((
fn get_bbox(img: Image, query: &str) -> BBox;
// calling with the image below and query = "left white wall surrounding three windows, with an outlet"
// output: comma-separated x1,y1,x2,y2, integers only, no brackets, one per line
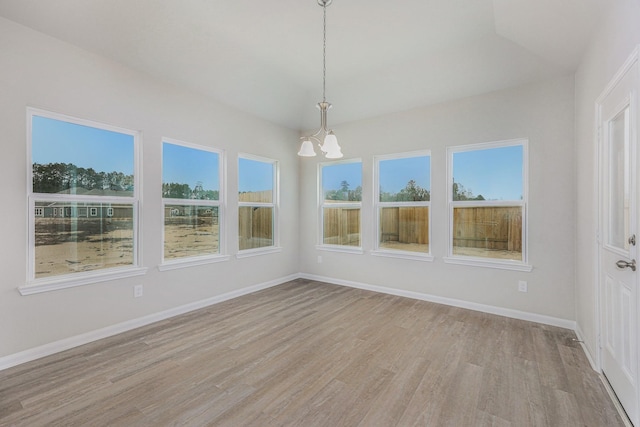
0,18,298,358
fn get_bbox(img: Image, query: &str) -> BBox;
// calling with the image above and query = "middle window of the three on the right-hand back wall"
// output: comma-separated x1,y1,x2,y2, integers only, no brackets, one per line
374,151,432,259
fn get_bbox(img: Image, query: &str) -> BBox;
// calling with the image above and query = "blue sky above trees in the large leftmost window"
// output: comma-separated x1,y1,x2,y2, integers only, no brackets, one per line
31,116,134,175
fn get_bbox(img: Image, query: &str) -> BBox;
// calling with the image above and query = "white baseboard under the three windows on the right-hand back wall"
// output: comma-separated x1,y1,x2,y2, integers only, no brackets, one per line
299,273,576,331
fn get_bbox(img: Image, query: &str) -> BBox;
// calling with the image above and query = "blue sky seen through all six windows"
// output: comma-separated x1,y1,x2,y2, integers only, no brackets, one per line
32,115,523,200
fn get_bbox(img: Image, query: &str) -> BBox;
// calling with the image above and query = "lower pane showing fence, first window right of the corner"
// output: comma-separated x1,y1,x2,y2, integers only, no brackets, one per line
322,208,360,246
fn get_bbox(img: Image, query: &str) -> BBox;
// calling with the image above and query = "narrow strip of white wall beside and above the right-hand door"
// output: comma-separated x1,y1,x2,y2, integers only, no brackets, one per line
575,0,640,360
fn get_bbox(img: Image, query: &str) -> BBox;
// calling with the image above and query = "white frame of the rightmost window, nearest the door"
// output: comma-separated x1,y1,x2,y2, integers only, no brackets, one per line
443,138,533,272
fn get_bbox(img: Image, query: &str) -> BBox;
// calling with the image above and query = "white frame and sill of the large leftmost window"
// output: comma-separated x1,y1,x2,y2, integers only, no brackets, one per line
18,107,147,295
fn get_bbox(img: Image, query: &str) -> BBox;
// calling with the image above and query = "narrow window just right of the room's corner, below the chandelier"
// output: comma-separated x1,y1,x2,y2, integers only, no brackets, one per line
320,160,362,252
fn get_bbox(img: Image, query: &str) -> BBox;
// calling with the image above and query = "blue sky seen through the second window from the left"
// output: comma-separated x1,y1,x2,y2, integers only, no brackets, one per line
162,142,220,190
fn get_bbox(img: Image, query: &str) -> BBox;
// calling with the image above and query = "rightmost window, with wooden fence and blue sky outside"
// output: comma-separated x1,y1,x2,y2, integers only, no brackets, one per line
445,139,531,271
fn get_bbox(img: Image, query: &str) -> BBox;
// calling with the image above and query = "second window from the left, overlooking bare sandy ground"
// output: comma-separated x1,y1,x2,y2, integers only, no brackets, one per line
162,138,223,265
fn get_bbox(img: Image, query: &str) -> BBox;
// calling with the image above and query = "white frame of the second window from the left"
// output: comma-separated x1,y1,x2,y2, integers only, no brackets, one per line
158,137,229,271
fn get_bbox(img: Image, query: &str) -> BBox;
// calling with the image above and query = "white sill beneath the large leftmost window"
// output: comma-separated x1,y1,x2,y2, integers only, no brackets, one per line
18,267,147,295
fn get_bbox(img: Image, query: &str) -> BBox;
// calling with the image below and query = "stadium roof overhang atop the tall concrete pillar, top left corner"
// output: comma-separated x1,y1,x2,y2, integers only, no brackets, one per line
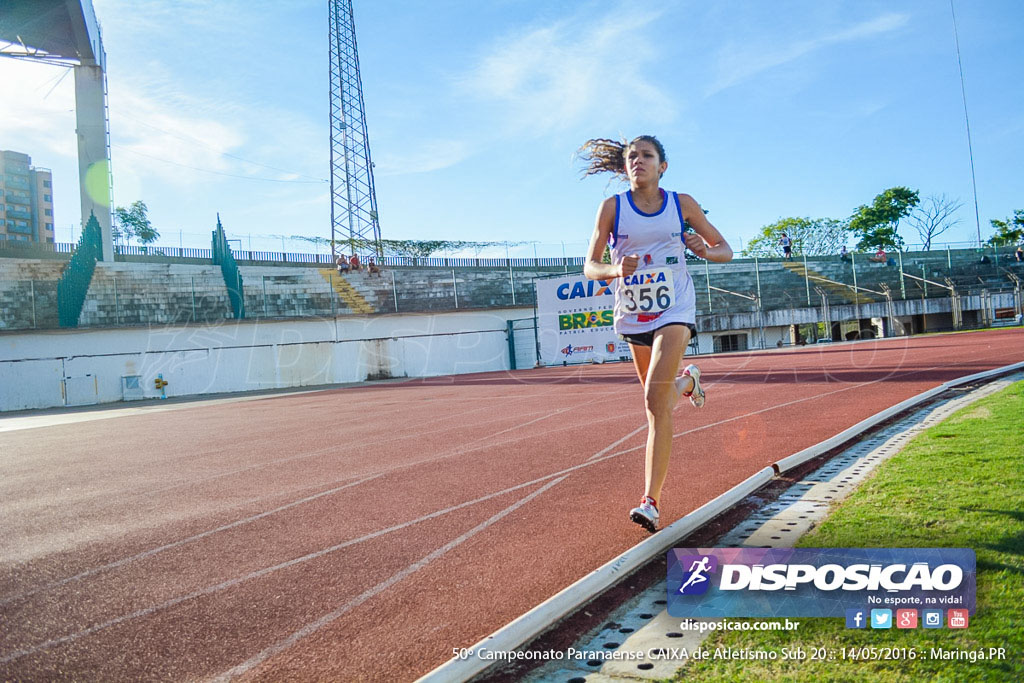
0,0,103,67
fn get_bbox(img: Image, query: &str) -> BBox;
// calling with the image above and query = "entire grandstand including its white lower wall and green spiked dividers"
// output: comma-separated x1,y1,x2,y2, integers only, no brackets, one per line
))
▶ **WHAT THE EXERCISE ASKS**
Please transcribe every entry above exactly, leaving out any pictures.

▶ **WRITTEN REPLY**
fn get_bbox(img: Image, query: &str) -> BBox;
// calling with the image below and query = "left white wall surrounding three windows, with an outlet"
// output: comma-separated x1,y1,x2,y2, integers only, no brackets, one per line
0,18,298,358
fn get_bbox(img: Image, query: &str) -> BBox;
// calling with the image above and query = "middle window of the three on the right-hand back wall"
// output: comma-separated x1,y1,x2,y2, integers only, no brackets, one per line
374,151,432,259
fn get_bbox(img: Image, query: &str) -> BBox;
// calling with the image above and query = "blue sky above trees in the large leftmost window"
// output: comma-separated x1,y1,x2,y2, integers only, no brackets, one per line
31,116,134,175
fn get_bbox(img: Image, query: &str) -> BBox;
// calling with the image above and query = "white baseboard under the three windows on the right-hand back wall"
// output: comma-separated x1,y1,x2,y2, integers only, no brackets, one per line
299,273,576,331
fn get_bbox(img: Image, query: &str) -> BBox;
// calling with the image above and query = "blue sky seen through all six windows"
// output: comma-separated x1,y1,x2,y2, integers only, no brackets, one per line
32,115,523,200
fn get_bbox(img: Image, query: &str) -> BBox;
// calling with the image above and query = "lower pane showing fence, first window right of the corner"
// output: comma-separated x1,y1,x2,y2, integers only, no brackets, one per line
322,208,360,246
fn get_bbox(img: Image, query: &str) -> BBox;
// calling with the image above and query = "narrow strip of white wall beside and above the right-hand door"
// output: comma-separated x1,y1,x2,y2, integers only, no brackets, one per line
575,0,640,360
fn get_bbox(img: Image, query: &str) -> BBox;
// calling with the image above and query = "white frame of the rightmost window, nearest the door"
// output: comma-separated x1,y1,x2,y2, integers only, no brackets, one per line
443,138,533,272
fn get_bbox(img: Image, query: &str) -> BBox;
// calling with the image above and query = "white frame and sill of the large leftmost window"
// output: comma-separated x1,y1,x2,y2, integers only, no brackets, one per line
18,107,147,295
fn get_bbox(img: Image, query: &str) -> BBox;
// calling with the image above and query = "narrow window just right of the room's corner, below the chandelier"
// output: comma-separated x1,y1,x2,y2, integers only, no brackets, one per line
320,160,362,252
fn get_bbox(img: Image, query: &str) -> BBox;
// calling with the image above and query = "blue sky seen through the second window from the left"
// output: comma-separated x1,y1,x2,y2, integers only, no brackets, one per line
162,142,220,190
fn get_bbox(img: Image, query: &str) -> BBox;
// calling with the image above and query = "rightmost window, with wooden fence and blue sky outside"
// output: comma-separated x1,y1,x2,y2, integers only, no brackets, one per line
445,139,531,271
fn get_bbox(img: Image, query: &str) -> BBox;
// calling with the image above and query = "second window from the left, overlooking bare sandy ground"
// output: comma-separated x1,y1,x2,y2, integers only, no brackets, one per line
162,138,223,265
fn get_bbox(img: Image, query: &str) -> BBox;
// calling with the image above and query = "white frame of the second window from the left"
// output: comma-separated x1,y1,x2,y2, integers only, no brackets, one per line
158,137,229,271
fn get_bbox(img: Image, query: &str) -> BBox;
// calling with the image above and query = "white sill beneath the large leftmost window"
// output: comma-separated x1,y1,x2,y2, integers only, no brackets, one per line
18,267,147,295
fn get_bbox(img: Image, query: &str) -> BBox;
// calling with the image below and query = "stadium roof overhang atop the tall concrete pillar, top left corner"
// output: comma-separated x1,y1,x2,y2, integers only, no brackets, one per line
0,0,103,67
fn get_bbox(img: Image, query: &str) -> BBox;
// calling with the image above and query = "entire grandstand including its white lower wall and green spiked dividers"
// output: comma-separated x1,y1,x2,y2, integers only, no brackets, one per line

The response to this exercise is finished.